Your objective:
Copy the records below from the line holding "Practice step: pin every instance of the stir-fry" through the line holding "[(764, 1138), (843, 1108), (33, 874), (616, 1148), (690, 1197)]", inclusive. Keep the requests and their sample coordinates as they are, and increase every point coordinate in the answers by 78; reply with only these lines.

Exercise inputs:

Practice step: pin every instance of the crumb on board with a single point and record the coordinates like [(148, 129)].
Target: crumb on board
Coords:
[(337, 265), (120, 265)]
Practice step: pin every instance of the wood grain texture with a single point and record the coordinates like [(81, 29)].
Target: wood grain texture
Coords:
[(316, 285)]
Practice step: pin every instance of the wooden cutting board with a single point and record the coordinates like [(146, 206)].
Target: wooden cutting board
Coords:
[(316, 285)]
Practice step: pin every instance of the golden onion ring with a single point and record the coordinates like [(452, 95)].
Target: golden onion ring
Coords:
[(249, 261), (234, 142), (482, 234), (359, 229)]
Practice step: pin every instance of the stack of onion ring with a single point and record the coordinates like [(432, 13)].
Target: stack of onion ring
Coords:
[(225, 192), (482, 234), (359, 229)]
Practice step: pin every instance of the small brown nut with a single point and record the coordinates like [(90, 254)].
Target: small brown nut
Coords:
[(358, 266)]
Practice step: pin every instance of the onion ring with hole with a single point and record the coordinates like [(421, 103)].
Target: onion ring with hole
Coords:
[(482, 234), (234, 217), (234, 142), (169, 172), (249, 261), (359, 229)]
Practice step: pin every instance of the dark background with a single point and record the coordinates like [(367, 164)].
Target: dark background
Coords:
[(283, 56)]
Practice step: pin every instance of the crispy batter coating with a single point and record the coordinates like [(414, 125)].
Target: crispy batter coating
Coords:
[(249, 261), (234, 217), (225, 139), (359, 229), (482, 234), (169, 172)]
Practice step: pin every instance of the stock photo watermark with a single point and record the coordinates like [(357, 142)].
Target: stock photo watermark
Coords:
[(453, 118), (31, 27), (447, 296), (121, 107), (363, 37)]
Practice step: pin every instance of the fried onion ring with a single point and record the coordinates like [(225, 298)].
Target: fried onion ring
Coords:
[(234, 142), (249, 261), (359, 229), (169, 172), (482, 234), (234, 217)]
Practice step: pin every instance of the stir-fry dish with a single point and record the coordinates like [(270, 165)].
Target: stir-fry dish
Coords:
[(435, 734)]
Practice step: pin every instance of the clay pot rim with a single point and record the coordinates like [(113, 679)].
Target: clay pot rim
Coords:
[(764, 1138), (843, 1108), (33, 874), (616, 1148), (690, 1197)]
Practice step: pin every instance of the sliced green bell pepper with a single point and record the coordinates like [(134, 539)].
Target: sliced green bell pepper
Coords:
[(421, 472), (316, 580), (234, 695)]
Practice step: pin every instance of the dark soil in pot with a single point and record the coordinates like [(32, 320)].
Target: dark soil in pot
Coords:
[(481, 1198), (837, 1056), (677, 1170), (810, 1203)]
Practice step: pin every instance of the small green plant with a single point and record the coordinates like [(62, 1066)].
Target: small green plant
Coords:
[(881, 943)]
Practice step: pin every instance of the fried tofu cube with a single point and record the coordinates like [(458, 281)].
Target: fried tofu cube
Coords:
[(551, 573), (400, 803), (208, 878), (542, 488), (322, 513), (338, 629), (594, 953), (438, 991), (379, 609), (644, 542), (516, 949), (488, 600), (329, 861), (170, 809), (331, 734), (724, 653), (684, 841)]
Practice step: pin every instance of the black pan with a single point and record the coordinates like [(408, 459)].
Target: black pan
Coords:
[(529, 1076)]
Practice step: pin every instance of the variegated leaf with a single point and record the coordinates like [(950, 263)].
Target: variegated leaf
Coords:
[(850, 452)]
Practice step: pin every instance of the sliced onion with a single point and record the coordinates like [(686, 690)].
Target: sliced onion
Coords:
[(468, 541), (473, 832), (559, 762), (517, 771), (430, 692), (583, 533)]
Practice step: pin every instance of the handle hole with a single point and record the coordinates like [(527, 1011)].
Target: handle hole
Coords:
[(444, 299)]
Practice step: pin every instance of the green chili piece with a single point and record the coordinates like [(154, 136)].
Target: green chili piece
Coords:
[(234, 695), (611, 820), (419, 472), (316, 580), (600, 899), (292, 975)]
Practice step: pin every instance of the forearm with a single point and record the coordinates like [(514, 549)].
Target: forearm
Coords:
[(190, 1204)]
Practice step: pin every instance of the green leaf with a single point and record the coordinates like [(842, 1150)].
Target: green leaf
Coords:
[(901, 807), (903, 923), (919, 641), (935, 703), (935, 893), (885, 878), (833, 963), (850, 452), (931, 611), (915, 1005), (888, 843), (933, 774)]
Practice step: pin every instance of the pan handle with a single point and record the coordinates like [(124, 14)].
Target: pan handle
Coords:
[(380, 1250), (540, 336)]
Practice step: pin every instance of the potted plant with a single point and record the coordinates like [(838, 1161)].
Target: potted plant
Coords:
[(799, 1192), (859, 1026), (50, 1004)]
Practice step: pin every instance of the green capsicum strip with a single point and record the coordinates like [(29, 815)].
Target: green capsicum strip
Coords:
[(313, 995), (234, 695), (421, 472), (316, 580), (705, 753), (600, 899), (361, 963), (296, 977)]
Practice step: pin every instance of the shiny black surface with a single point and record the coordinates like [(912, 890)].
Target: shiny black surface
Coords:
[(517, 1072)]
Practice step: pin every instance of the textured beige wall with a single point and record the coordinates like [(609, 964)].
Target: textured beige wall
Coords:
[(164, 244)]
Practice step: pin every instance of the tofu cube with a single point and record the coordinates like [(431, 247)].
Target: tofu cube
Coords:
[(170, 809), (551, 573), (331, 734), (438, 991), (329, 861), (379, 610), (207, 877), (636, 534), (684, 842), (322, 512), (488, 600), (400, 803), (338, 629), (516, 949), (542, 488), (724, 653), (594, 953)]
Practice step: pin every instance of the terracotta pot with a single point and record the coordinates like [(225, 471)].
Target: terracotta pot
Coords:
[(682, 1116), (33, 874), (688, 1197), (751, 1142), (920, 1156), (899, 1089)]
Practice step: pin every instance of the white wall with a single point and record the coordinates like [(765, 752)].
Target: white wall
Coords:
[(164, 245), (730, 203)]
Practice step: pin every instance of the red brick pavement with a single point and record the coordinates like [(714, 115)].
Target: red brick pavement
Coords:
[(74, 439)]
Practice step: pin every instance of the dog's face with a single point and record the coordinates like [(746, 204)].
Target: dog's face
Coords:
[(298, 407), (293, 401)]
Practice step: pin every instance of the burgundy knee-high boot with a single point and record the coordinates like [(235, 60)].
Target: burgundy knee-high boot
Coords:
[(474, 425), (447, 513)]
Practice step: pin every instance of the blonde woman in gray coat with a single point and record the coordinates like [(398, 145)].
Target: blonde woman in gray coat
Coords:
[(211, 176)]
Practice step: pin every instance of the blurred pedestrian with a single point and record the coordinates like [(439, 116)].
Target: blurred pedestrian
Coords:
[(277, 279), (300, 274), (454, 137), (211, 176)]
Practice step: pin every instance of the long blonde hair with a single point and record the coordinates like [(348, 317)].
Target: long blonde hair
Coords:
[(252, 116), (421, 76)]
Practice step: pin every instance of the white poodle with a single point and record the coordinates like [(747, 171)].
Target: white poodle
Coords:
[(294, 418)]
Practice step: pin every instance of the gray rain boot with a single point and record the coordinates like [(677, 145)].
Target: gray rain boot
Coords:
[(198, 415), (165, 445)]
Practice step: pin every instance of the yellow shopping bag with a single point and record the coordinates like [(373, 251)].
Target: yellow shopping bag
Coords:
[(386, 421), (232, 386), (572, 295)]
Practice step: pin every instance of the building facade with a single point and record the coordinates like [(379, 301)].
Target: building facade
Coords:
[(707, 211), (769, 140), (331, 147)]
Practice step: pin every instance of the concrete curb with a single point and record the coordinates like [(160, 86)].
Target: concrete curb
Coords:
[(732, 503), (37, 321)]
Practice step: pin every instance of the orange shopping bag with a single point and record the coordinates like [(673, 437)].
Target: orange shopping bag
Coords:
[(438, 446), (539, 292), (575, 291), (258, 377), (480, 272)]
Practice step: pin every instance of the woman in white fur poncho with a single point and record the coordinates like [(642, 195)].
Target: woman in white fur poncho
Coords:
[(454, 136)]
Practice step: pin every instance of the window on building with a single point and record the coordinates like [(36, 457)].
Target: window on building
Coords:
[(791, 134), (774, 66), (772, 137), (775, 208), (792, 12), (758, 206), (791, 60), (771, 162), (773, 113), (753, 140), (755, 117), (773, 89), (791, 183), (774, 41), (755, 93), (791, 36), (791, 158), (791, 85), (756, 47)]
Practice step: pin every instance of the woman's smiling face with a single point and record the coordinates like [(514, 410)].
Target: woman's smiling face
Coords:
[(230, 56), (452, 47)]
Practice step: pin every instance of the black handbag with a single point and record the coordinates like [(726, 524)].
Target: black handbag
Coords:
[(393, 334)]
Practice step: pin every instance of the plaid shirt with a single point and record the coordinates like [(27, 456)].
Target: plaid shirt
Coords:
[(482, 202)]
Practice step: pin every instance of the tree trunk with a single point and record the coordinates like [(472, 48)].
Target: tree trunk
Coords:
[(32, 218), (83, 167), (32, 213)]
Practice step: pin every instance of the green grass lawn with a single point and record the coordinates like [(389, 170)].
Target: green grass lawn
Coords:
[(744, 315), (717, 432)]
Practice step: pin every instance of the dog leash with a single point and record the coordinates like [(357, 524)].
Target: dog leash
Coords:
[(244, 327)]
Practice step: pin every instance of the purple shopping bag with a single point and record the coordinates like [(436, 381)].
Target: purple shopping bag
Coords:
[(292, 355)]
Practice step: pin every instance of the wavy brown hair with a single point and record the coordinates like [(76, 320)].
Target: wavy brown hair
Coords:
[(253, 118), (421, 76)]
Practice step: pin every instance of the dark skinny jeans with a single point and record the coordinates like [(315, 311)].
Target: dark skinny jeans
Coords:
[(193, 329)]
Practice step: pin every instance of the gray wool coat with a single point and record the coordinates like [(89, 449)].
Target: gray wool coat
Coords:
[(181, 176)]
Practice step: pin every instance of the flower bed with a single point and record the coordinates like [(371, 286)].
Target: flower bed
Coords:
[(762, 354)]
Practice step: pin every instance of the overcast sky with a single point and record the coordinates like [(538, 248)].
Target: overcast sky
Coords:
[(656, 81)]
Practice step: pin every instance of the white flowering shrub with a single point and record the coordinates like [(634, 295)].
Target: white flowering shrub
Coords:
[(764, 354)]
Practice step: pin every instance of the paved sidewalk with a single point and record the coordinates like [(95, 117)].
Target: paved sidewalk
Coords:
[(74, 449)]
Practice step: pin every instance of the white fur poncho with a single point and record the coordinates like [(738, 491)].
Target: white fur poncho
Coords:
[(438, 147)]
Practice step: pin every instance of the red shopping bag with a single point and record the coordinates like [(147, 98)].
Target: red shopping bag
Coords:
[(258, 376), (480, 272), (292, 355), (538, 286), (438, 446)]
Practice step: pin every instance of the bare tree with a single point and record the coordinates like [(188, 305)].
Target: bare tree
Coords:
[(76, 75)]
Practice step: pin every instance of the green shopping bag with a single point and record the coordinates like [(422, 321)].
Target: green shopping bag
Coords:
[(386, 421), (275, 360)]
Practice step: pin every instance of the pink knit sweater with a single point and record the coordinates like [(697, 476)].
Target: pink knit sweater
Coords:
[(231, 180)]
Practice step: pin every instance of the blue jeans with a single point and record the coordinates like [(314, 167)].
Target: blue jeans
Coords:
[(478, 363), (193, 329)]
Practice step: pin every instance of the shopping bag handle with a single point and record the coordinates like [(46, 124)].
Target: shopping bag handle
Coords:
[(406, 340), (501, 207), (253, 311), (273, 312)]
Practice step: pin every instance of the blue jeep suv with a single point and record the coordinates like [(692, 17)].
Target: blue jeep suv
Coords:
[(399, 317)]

Exercise output:
Practice step: pin every instance of the stir-fry dish with a single point and record the coordinates like [(270, 165)].
Target: stir-fry dish
Coords:
[(513, 812)]
Practice step: pin every instance of the clay pot rim with a single point and record the coordinates like [(113, 679)].
Target: clay pot rim
Coords:
[(842, 1216), (921, 1186), (111, 952), (694, 1226), (768, 1275)]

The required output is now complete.